- [Short problem]
In the records below, reproduce word for word the lines starting at the line that contains "Batch job spec — class: denim" and ending at the line that contains "560, 302, 617, 347", with both of those lines included.

╭─ Dataset extract

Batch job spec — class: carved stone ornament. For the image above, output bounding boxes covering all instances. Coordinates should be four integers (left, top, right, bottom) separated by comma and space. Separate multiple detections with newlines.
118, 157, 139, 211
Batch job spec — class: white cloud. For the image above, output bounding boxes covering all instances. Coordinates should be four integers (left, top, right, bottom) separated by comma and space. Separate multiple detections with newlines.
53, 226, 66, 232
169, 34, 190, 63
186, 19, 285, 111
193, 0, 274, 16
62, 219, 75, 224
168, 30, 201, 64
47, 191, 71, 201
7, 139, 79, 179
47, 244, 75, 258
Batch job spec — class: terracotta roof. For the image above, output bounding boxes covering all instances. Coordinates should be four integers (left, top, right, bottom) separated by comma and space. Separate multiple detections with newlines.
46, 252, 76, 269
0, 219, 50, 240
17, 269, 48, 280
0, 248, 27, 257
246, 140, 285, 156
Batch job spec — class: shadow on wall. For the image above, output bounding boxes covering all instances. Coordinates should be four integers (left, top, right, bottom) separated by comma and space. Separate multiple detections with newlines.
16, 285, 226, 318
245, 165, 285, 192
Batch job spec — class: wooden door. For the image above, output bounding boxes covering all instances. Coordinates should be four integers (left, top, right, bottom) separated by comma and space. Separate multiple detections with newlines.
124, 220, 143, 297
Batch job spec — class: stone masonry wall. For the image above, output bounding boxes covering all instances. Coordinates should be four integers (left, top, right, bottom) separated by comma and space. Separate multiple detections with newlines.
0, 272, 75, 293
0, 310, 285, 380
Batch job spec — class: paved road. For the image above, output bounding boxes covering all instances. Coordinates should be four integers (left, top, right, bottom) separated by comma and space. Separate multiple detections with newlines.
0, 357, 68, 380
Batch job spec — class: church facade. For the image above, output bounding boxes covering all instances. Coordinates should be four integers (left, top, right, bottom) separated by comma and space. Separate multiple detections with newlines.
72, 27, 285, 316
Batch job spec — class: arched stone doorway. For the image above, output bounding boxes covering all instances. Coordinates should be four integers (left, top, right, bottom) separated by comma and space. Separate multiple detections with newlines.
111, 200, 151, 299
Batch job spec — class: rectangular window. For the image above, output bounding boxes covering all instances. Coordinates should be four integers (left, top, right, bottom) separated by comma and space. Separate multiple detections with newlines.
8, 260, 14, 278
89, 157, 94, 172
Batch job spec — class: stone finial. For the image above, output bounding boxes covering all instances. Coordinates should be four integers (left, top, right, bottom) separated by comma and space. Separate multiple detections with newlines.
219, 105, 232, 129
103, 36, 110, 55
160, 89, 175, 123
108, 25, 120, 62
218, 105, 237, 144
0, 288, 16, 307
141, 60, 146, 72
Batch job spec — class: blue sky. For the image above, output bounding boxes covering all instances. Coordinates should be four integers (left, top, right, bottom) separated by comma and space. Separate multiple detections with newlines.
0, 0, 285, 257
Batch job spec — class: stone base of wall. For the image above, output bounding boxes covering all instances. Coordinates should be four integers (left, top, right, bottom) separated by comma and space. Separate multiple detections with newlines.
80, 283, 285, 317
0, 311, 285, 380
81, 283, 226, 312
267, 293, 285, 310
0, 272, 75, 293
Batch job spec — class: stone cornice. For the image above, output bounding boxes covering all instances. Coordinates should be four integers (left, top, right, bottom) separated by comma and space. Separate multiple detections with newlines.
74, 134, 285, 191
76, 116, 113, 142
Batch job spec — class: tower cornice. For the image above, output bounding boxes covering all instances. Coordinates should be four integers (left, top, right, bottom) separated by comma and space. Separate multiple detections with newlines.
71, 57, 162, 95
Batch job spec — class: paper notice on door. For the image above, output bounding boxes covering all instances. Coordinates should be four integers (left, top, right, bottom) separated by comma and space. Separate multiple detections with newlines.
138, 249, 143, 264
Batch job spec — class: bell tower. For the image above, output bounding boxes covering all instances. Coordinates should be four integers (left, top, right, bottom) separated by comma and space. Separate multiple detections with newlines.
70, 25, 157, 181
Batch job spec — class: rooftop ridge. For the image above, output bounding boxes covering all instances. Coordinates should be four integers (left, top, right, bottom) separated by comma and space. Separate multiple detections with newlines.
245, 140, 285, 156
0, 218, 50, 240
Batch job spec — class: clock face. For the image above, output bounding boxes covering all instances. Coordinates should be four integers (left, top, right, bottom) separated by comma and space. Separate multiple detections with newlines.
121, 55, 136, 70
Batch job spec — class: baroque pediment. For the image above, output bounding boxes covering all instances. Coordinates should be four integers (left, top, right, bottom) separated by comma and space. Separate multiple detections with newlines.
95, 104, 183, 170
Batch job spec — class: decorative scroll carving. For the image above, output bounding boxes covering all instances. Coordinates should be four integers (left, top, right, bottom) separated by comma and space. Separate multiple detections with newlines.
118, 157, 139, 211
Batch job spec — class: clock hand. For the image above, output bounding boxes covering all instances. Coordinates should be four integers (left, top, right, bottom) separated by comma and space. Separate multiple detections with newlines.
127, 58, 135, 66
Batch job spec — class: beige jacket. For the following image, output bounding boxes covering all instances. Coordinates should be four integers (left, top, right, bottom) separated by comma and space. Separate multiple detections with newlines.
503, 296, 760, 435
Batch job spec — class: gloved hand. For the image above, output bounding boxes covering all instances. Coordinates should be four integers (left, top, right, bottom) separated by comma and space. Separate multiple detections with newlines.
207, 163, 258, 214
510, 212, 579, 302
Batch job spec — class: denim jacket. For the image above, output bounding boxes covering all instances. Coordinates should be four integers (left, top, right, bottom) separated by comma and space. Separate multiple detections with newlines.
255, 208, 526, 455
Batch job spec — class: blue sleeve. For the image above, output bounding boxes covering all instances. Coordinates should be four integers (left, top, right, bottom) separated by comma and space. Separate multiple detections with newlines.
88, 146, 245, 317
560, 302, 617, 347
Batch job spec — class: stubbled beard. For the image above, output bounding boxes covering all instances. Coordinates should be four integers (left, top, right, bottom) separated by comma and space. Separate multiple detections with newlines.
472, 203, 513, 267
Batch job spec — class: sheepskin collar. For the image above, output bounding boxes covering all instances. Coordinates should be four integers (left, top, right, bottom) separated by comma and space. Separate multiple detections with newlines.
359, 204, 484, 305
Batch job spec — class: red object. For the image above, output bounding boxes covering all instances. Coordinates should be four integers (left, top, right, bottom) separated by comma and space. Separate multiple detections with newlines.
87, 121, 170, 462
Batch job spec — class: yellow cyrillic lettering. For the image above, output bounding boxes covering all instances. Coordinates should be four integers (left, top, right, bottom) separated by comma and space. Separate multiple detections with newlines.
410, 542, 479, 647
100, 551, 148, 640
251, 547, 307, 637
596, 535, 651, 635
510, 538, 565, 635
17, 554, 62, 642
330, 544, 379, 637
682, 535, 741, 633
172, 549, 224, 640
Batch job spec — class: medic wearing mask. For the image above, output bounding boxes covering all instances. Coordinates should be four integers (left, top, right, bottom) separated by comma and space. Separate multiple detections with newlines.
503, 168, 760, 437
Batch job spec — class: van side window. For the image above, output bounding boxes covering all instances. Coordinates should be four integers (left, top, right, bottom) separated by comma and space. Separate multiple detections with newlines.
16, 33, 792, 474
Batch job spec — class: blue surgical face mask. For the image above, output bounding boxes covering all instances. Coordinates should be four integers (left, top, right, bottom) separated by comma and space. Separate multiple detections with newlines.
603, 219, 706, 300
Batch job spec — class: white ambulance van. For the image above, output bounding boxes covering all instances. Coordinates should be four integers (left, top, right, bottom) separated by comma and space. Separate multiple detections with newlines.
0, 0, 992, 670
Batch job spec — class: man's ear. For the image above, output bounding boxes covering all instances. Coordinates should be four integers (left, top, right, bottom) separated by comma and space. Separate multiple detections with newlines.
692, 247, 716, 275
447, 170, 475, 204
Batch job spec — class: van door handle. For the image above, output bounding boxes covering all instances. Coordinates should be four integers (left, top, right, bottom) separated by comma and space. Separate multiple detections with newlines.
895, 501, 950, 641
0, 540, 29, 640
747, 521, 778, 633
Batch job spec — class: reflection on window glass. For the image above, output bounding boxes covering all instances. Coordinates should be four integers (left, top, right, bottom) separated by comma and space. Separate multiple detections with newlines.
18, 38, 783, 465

╰─

- [Completed exercise]
Batch job spec — class: denim jacket. For the image above, output bounding boxes covering all instances. Coordinates should be four integers (left, top, right, bottom) separated by comma and space. Separate multiple detections with newlines.
255, 208, 526, 455
Batch job spec — class: blue sleeve. For the image above, output bounding boxes covering all instances. Coordinates should be four integers (left, top, right, bottom) separated by comma and space. Separate multiple detections with newlines.
88, 146, 245, 317
560, 302, 617, 347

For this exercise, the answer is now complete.